Texto proporcionado:
┏━━

Tremebunda

Monzantg
Maracaibo, marzo 2011

Esta historia es algo tremebunda
Kafka

1
He intentado alejarme del lugar común tanto como el sano ahuyenta la enfermedad o el tuberculoso procura remediarse, para terminar —con todo— en el mismo desafortunado lugar, en el lugar común. Pienso, pues, en remarcar la importancia de la relectura. ¿Quién no sabe, ya, de antemano, que con algunos libros, como con algunas personas, bastan un día, una mirada, una caricia, para odiarlos o amarlos para siempre; pero con otros, para conocerlos realmente, los contemplamos, seducimos y bregamos vidas enteras con ellos una y mil veces?


Cuando releí La metamorfosis valoré en Kafka todo lo que —con esa acritud que generosamente me acompaña— he criticado a algunos de los más emblemáticos publicistas del capitalismo, aparentemente decorosos, cada uno de ellos, como lo son, por ejemplo, un checo llamado Milan Kundera o un Nobel peruano de apellidos Vargas Llosa, entre no pocos.

┗━━

Preguntas:
1. En el texto sobre la relectura, ¿qué libro de Kafka releyó quien escribe?
2. Indica si cada afirmación concuerda con el texto sobre la relectura y cita las palabras que lo deciden: (a) El texto está fechado en Maracaibo en marzo de 2011. (b) Quien escribe logró alejarse del lugar común. (c) Se menciona a un Nobel peruano.
Los datos siguientes proceden de otra fuente.

Datos recopilados:
┏━━

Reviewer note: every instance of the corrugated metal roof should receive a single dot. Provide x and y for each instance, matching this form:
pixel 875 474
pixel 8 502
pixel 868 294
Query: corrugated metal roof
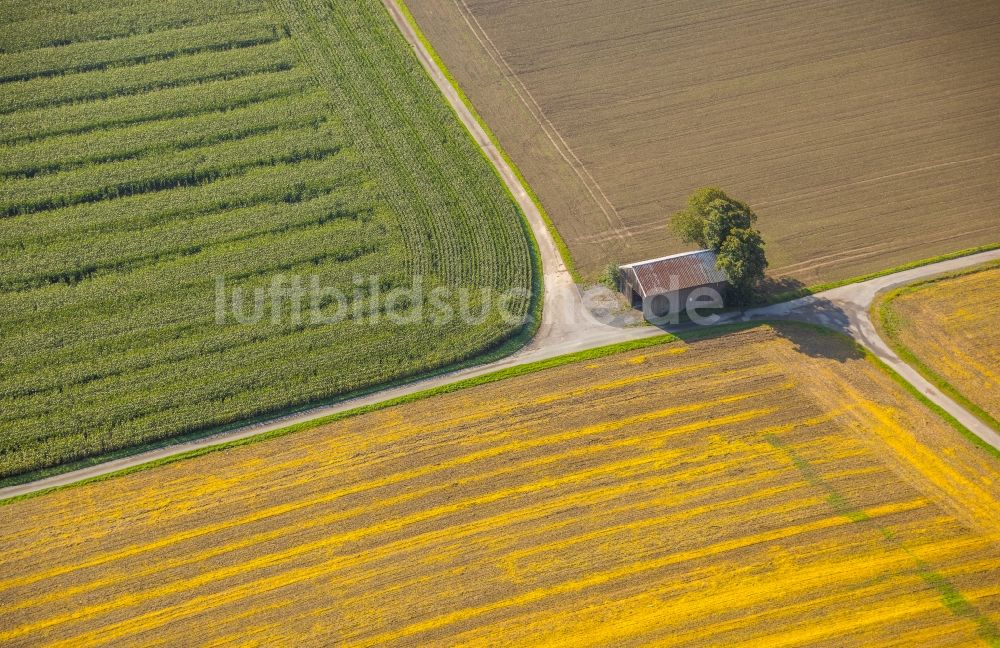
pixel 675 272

┗━━
┏━━

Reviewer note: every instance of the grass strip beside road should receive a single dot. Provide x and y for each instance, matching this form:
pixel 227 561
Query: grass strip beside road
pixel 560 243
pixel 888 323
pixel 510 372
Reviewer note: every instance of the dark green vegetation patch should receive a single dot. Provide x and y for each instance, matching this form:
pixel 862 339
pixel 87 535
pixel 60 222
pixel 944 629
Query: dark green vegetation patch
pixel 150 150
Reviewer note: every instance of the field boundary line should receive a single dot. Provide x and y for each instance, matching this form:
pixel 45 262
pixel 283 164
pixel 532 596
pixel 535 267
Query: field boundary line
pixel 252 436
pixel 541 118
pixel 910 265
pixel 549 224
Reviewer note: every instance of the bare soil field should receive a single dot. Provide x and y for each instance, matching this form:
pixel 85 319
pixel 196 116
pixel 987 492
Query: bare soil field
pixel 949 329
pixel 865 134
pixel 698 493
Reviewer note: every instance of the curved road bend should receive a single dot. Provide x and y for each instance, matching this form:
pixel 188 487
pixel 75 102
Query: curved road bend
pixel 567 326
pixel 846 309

┗━━

Respuestas:
1. La metamorfosis.

2.
(a) Sí: «Maracaibo, marzo 2011».
(b) No: «para terminar —con todo— en el mismo desafortunado lugar, en el lugar común».
(c) Sí: «un Nobel peruano de apellidos Vargas Llosa».